- JOB ITEM:
Write out every one of the entries below exactly, keeping each line unchanged.
[EXTRACTED DATA Boundary: Start]
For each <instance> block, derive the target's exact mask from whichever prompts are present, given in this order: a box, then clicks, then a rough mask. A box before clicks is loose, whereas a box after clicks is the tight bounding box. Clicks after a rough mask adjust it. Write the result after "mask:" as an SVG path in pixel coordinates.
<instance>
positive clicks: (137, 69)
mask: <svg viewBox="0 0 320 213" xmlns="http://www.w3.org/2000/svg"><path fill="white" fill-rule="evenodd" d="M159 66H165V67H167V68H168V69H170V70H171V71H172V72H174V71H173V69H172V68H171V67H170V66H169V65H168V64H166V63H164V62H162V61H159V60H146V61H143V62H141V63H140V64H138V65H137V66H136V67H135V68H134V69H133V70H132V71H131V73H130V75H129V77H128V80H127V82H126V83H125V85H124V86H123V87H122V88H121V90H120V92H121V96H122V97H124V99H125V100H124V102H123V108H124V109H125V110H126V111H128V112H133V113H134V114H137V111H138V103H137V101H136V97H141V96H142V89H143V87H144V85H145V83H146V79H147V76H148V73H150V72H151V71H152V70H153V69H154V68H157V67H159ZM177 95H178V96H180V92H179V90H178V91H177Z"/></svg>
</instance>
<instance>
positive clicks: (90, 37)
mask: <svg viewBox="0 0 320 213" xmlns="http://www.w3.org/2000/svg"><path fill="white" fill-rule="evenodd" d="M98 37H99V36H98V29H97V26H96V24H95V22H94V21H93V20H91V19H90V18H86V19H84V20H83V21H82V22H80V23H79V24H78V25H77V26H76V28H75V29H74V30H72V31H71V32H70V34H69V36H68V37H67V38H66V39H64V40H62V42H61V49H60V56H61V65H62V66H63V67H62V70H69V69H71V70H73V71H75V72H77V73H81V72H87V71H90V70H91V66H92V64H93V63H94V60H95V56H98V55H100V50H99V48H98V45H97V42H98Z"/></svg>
[EXTRACTED DATA Boundary: End]
- EXERCISE ANSWER:
For each <instance> block, derive the target's exact mask from whichever prompts are present, given in this order: a box, then clicks, then a rough mask. A box before clicks is loose, whereas a box after clicks is the tight bounding box. Clicks after a rough mask adjust it. Write the result after "mask:" as an SVG path in pixel coordinates.
<instance>
positive clicks: (137, 69)
mask: <svg viewBox="0 0 320 213" xmlns="http://www.w3.org/2000/svg"><path fill="white" fill-rule="evenodd" d="M159 66H165V67H167V68H168V69H170V70H171V71H172V72H174V71H173V69H172V68H171V67H170V66H169V65H168V64H166V63H164V62H162V61H159V60H146V61H143V62H141V63H140V64H138V65H137V66H136V67H135V68H134V69H133V70H132V71H131V73H130V75H129V77H128V80H127V82H126V83H125V85H124V86H123V87H122V88H121V90H120V92H121V96H122V97H124V99H125V100H124V102H123V108H124V109H125V110H126V111H128V112H133V113H134V114H137V111H138V103H137V101H136V97H141V96H142V89H143V87H144V85H145V83H146V79H147V76H148V73H150V72H151V71H152V70H153V69H154V68H157V67H159ZM177 95H178V96H180V92H179V90H178V91H177Z"/></svg>
</instance>
<instance>
positive clicks: (90, 37)
mask: <svg viewBox="0 0 320 213" xmlns="http://www.w3.org/2000/svg"><path fill="white" fill-rule="evenodd" d="M98 37H99V36H98V29H97V26H96V24H95V22H94V21H93V20H91V19H90V18H86V19H84V20H83V21H82V22H80V23H79V24H78V25H77V26H76V28H75V29H74V30H72V31H71V32H70V34H69V36H68V37H67V38H66V39H64V40H62V42H61V49H60V56H61V65H62V66H63V67H62V70H69V69H71V70H73V71H75V72H77V73H81V72H87V71H90V70H91V66H92V64H93V63H94V60H95V56H98V55H100V50H99V48H98V45H97V42H98Z"/></svg>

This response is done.